• Action item:
Every single line below has to be printed once more, exactly.
──────── Given records
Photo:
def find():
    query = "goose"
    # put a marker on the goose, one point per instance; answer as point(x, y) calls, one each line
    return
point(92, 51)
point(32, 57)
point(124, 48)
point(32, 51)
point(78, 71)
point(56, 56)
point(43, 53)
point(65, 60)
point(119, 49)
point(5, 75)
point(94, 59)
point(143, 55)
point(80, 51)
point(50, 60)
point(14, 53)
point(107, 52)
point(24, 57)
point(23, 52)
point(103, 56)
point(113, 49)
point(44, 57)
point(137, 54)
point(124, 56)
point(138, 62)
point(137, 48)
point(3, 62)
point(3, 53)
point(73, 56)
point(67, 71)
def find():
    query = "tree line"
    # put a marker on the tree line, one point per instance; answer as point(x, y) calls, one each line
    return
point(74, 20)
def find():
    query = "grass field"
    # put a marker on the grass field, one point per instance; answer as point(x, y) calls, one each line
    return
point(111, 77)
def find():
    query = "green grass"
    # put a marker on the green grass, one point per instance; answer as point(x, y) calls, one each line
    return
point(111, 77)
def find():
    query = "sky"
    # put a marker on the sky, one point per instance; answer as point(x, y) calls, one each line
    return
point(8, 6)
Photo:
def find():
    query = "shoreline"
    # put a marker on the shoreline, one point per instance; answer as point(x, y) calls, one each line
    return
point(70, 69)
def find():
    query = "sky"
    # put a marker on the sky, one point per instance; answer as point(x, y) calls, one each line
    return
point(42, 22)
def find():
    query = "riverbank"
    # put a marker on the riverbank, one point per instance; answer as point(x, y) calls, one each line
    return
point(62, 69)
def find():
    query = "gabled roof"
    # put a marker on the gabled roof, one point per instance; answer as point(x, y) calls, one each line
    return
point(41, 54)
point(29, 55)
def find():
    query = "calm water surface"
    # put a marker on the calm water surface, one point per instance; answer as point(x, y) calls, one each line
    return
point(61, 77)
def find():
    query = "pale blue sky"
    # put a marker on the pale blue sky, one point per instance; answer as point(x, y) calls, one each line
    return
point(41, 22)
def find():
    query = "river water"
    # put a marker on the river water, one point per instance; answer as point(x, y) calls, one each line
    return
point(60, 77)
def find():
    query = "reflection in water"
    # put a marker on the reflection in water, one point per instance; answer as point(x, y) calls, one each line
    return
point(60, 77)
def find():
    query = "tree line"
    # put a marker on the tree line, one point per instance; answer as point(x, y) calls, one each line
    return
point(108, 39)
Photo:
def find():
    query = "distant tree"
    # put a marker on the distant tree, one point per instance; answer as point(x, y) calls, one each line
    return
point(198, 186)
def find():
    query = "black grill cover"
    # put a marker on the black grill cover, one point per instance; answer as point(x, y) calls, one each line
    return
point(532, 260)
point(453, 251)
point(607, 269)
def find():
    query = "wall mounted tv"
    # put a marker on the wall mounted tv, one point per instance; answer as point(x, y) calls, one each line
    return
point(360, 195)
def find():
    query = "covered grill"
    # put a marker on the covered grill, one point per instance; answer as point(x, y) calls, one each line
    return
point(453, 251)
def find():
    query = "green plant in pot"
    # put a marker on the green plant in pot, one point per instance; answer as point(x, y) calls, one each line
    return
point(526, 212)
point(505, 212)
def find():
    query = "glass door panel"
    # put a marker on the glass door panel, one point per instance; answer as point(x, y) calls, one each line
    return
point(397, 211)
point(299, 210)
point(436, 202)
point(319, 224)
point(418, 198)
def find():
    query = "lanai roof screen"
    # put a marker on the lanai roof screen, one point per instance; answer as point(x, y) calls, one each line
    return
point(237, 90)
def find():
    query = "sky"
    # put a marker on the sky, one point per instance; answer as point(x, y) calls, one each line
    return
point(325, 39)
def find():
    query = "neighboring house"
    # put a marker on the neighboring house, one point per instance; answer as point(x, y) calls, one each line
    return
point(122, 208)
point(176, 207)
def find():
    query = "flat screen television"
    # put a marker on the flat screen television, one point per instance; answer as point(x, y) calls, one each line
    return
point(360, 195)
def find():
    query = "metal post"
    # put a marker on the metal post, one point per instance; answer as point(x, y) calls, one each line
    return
────────────────
• Answer section:
Photo:
def find():
    query = "goose"
    # put a marker on the goose, one point per instance; answer as point(x, y) calls, one each line
    return
point(92, 51)
point(32, 57)
point(124, 48)
point(32, 51)
point(78, 71)
point(56, 56)
point(43, 53)
point(65, 60)
point(119, 49)
point(5, 75)
point(94, 59)
point(143, 55)
point(80, 51)
point(50, 60)
point(14, 53)
point(107, 52)
point(24, 57)
point(23, 52)
point(103, 56)
point(113, 49)
point(44, 57)
point(137, 54)
point(124, 56)
point(138, 62)
point(137, 48)
point(3, 62)
point(3, 53)
point(73, 56)
point(67, 71)
def find():
    query = "tree line"
    # put a marker on the tree line, one point per instance; answer as point(x, y) calls, one each line
    return
point(74, 20)
def find():
    query = "grass field"
    # put a marker on the grass field, one point per instance; answer as point(x, y) calls, one each line
    return
point(111, 77)
def find():
    query = "green grass"
    # put a marker on the green grass, one point per instance; answer as point(x, y) calls, one each line
    return
point(111, 77)
def find():
    query = "sky"
    # put a marker on the sky, one point per instance; answer as point(x, y) calls, one each line
    return
point(8, 6)
Photo:
def find():
    query = "shoreline"
    # put a marker on the shoreline, one point per instance; answer as point(x, y) calls, one each line
    return
point(70, 69)
def find():
    query = "sky"
    # put a marker on the sky, one point per instance; answer as point(x, y) calls, one each line
    return
point(42, 22)
def find():
    query = "riverbank"
    # put a marker on the riverbank, one point per instance; answer as point(x, y) calls, one each line
    return
point(62, 69)
def find():
    query = "gabled roof"
    # put a marker on the gabled roof, one point per instance; answer as point(x, y) calls, one each line
    return
point(41, 54)
point(29, 55)
def find():
    query = "calm water surface"
    # put a marker on the calm water surface, one point per instance; answer as point(x, y) calls, one each line
    return
point(61, 77)
def find():
    query = "pale blue sky"
    # put a marker on the pale blue sky, one point per instance; answer as point(x, y) calls, one each line
    return
point(41, 22)
def find():
    query = "river water"
    # put a marker on the river water, one point per instance; answer as point(x, y) calls, one each line
    return
point(60, 77)
def find():
    query = "reflection in water"
    # put a marker on the reflection in water, one point per instance; answer as point(x, y) calls, one each line
    return
point(60, 77)
def find():
    query = "tree line"
    # put a marker on the tree line, one point per instance; answer as point(x, y) calls, one each line
    return
point(108, 39)
Photo:
def find():
    query = "distant tree"
    # put a marker on the distant tree, one point per instance; answer as point(x, y) calls, one each line
    return
point(198, 186)
def find():
    query = "black grill cover"
    # put a marker on the black grill cover, one point per instance; answer as point(x, y) calls, one each line
    return
point(532, 260)
point(453, 251)
point(607, 269)
def find():
    query = "wall mounted tv"
    # put a marker on the wall mounted tv, one point per instance; answer as point(x, y) calls, one each line
    return
point(360, 195)
def find():
    query = "covered grill"
    # put a marker on the covered grill, one point per instance; answer as point(x, y) calls, one each line
    return
point(453, 251)
def find():
    query = "green plant in pot"
    # put a marker on the green plant in pot, one point per instance; answer as point(x, y) calls, one each line
    return
point(526, 212)
point(505, 212)
def find():
    query = "glass door panel"
    # put a marker on the glass door panel, one point per instance; answer as point(x, y) calls, one each line
    return
point(397, 211)
point(299, 210)
point(436, 202)
point(319, 224)
point(418, 198)
def find():
    query = "lanai roof screen"
    # put a marker on the lanai roof screen, one point per instance; answer as point(x, y) calls, one each line
    return
point(237, 90)
def find():
    query = "sky"
    # put a marker on the sky, one point per instance; answer as point(x, y) calls, one each line
    return
point(325, 39)
def find():
    query = "neighboring house"
    # put a marker on the neighboring house, one point per instance; answer as point(x, y) calls, one each line
    return
point(122, 208)
point(176, 207)
def find():
    query = "flat screen television"
    # put a marker on the flat screen television, one point per instance; answer as point(x, y) calls, one each line
    return
point(360, 195)
def find():
    query = "metal post"
    # put a marker on the metal post, one point per instance; answer as point(x, y) calls, one each line
    return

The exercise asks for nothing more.